Pictures aside, write out the data exactly as it reads.

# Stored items
--*--

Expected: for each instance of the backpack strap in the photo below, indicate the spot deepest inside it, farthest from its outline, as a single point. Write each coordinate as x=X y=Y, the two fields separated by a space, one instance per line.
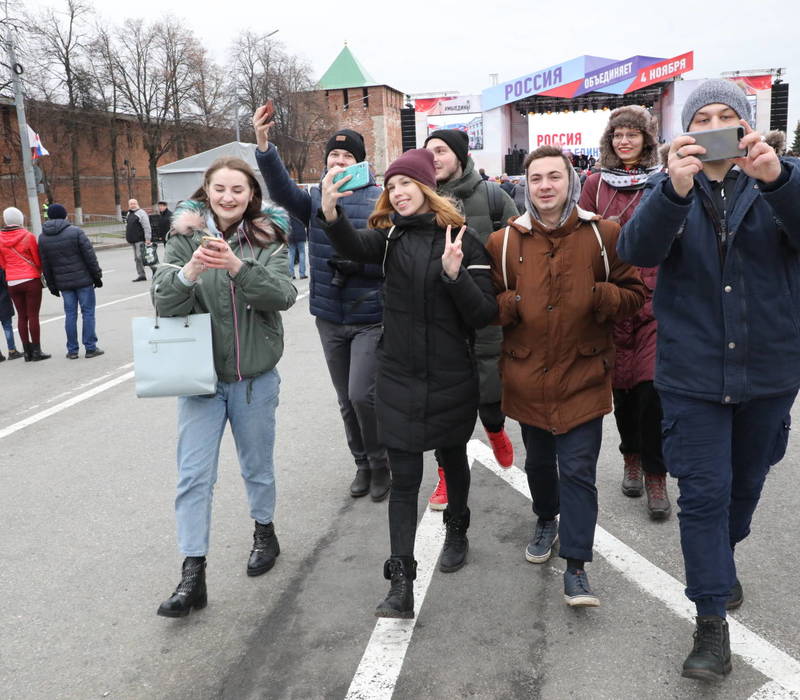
x=505 y=250
x=386 y=252
x=603 y=251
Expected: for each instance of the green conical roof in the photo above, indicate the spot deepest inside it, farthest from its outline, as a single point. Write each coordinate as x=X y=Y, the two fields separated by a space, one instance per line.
x=344 y=72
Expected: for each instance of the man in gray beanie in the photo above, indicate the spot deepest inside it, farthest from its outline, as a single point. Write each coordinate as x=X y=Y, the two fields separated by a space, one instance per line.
x=726 y=235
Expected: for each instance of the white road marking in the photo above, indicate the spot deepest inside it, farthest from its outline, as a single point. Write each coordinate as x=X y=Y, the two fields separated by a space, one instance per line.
x=773 y=691
x=379 y=668
x=766 y=658
x=30 y=420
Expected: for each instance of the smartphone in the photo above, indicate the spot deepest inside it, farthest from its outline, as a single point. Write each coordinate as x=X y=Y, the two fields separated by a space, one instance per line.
x=359 y=173
x=720 y=144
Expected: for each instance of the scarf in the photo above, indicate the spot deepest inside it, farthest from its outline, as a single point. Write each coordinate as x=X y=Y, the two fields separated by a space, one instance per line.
x=631 y=179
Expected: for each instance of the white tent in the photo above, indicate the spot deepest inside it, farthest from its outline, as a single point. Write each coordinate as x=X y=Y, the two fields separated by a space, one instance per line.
x=180 y=179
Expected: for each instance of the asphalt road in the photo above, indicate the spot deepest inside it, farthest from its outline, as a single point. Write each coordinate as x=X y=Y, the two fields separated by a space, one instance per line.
x=87 y=552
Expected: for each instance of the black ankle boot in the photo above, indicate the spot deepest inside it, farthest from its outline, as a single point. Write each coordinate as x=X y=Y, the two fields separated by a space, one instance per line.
x=191 y=591
x=381 y=483
x=360 y=485
x=37 y=354
x=265 y=550
x=456 y=544
x=710 y=659
x=399 y=602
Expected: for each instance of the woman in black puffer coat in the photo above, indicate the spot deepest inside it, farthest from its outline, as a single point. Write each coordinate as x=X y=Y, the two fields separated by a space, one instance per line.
x=437 y=292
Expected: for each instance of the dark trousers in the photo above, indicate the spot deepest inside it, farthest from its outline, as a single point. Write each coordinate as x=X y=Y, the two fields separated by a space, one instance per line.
x=638 y=415
x=720 y=454
x=351 y=355
x=406 y=478
x=561 y=473
x=27 y=298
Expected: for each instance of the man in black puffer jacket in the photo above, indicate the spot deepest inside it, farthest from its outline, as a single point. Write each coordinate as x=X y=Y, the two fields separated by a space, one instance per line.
x=71 y=269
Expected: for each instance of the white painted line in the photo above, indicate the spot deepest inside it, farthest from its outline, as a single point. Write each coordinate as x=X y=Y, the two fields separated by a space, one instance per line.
x=379 y=668
x=5 y=432
x=773 y=691
x=766 y=658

--*--

# Output for this exercise
Expected: for each instance of the backpack strap in the photo below, indicate the spot deepest inside it, farthest from its outline, as a single point. Write each coordinate as x=X y=Y, the two fields separated by a space, one instance per line.
x=505 y=250
x=386 y=252
x=603 y=251
Expected: for each instance of the green conical roof in the photo above, indicate the spot deepest inside it, farthest from its outline, as a single point. Write each coordinate as x=X y=Y, the two fields separated by a space, one instance per line.
x=344 y=72
Expected: for each instance of the man in gray beanie in the photo above, indicate the spot deepest inside it, farthest from its outline, as a single point. Write each coordinate as x=X y=Y, the two fields separated by a space, one instance per line.
x=726 y=235
Expected: for each instance of the white road marking in the photo above, indicate the spot deepest inside it, farthest from its outline, as a single point. Write each coordinate as x=X y=Y, the two fields separated by a space, one instance per line.
x=773 y=691
x=379 y=668
x=766 y=658
x=30 y=420
Expected: for each instance of the smartphone in the photo above, indicate the spot deepest inside it, farthest from its outline, as a single point. Write each coordinate as x=X y=Y, the two fields separated by a space, one instance per line.
x=359 y=173
x=720 y=144
Expected: for each instance of the scarf in the photo above, indicate the spot deepest inside it, farthest from its outline, as a single point. Write each coordinate as x=X y=Y, the two fields separated by a space, one instance per line.
x=631 y=179
Expected: for each instance of the white tent in the photo above, indicate the spot deepest inside it, farthest from its outline, as a single point. Write each coordinate as x=X y=Y, the two fields separated by a space, one instance per line.
x=180 y=179
Expected: for each instance of the asphalt road in the photo above, indicate the spot deepest inside it, farthest from its outline, as a single point. Write each coordinate as x=X y=Y, the two fields separated by a space, one instance per line.
x=87 y=552
Expected: for each instance of the black ankle boot in the photo above, indicate the spot deepest inside it, farthest from its outline, as a single point. Write each coordinate as x=X y=Y, the two fields separated by a space, one instance per line.
x=191 y=591
x=381 y=483
x=360 y=485
x=37 y=354
x=265 y=550
x=456 y=544
x=710 y=659
x=399 y=602
Expected: for each instance of the woman in black puffer coat in the photo above, indicate the spot deepest inside it, farthest from its outline, as a single point. Write each coordinate as x=X y=Y, the two fields separated by a space, one instance per line.
x=437 y=292
Expected: for each instance of the dark trousers in the photo above, indicate the spot deepest inside it, farthest from its outline, as a single point. Write each coordinate as x=X y=Y, the two fields separated by a space, one instance per line.
x=638 y=415
x=720 y=454
x=351 y=355
x=406 y=478
x=561 y=473
x=27 y=298
Expected: for each instance of the man in black puffer jacket in the photo above, indicate the spot deepest inside it, farthest from its outline, as a single point. Write each coordinate as x=X y=Y, the two fields separated by a space, one instance per line.
x=71 y=269
Expected: for each instance of the white painted line in the photo above, indicate the spot deepest inside it, farthest from its outline, as a single point. Write each coordinate as x=X y=Y, the two fields separated by a space, one instance per line.
x=379 y=668
x=5 y=432
x=773 y=691
x=766 y=658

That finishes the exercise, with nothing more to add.